===== Available data

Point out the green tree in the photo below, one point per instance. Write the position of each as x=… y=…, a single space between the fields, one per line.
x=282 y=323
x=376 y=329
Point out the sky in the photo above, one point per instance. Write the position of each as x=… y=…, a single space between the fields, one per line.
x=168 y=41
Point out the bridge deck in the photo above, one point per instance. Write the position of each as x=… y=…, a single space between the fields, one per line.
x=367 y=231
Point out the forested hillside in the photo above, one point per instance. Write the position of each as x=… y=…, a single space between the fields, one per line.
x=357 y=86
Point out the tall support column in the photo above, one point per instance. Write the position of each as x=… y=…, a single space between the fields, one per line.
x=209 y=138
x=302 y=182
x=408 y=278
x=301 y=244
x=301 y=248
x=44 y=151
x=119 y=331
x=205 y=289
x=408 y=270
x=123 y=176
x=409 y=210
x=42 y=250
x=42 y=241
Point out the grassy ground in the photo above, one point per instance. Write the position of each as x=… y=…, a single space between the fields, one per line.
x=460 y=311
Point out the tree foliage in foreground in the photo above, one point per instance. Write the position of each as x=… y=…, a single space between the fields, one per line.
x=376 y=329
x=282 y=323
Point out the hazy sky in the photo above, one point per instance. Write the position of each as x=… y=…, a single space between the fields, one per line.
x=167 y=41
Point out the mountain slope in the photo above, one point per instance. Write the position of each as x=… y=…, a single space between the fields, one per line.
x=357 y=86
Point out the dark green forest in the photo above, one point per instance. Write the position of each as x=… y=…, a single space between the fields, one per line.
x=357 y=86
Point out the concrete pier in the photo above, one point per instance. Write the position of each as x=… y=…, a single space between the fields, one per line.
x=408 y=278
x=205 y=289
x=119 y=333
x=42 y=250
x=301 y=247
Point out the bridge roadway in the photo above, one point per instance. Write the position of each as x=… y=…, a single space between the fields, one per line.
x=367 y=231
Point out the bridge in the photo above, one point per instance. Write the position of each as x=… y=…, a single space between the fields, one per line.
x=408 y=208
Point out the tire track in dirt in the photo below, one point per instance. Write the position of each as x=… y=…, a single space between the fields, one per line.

==========

**Problem to solve:**
Set out the records again, exactly as they appear above.

**Written answer:**
Point out the green tree in the photo below, one point per instance. Write the position of each as x=… y=…, a single space between the fields, one per line.
x=282 y=323
x=376 y=329
Point out the sky in the photo above, one point per instance. Write the position of each as x=… y=…, a single space between the fields, one per line.
x=168 y=41
Point out the bridge deck in the photo above, one point per instance. Write the position of each as x=… y=…, a single space between the fields, one per line.
x=367 y=231
Point out the forested hillside in the photo above, one point per instance. Write the position of each as x=… y=…, a single space between the fields, one per line.
x=357 y=86
Point out the tall support column in the photo above, one point per instance. Write the position of each as x=… y=…, a single space between the fields, one per line.
x=209 y=138
x=302 y=182
x=408 y=278
x=301 y=244
x=301 y=248
x=44 y=151
x=119 y=331
x=205 y=289
x=408 y=270
x=123 y=176
x=409 y=210
x=42 y=250
x=42 y=241
Point out the grassy ground in the photo above, one point per instance. Write the position of each as x=… y=…, a single space between the fields, one per line.
x=460 y=311
Point out the tree foliage in foreground in the photo above, one point per instance. Write the position of each as x=… y=…, a single space between the fields, one per line.
x=376 y=329
x=282 y=323
Point out the hazy sky in the photo above, one point per instance. Write the position of each as x=… y=…, a single space between the fields, one per line.
x=167 y=41
Point out the mountain slope in the photo above, one point per instance. Write the position of each as x=… y=…, a single space between the fields, one per line.
x=357 y=86
Point out the dark green forest in the photo above, one point per instance. Write the position of each as x=… y=…, a single space between the fields, one per line.
x=357 y=86
Point out the concrete pier in the photo above, one point per instance. Write the position of each as x=… y=…, a single space between the fields, one per line.
x=408 y=278
x=205 y=289
x=119 y=333
x=42 y=250
x=301 y=247
Point out the bridge roadway in the photo above, one point per instance. Write the position of each as x=… y=…, a single space between the fields, one per line.
x=367 y=231
Point out the bridge in the photo above, one point per instance. Write the position of each as x=… y=…, a single space between the fields, one per line.
x=408 y=208
Point out the tire track in dirt in the photo below, one point per instance. Write the position of each as x=… y=…, a single space between the fields, one per line.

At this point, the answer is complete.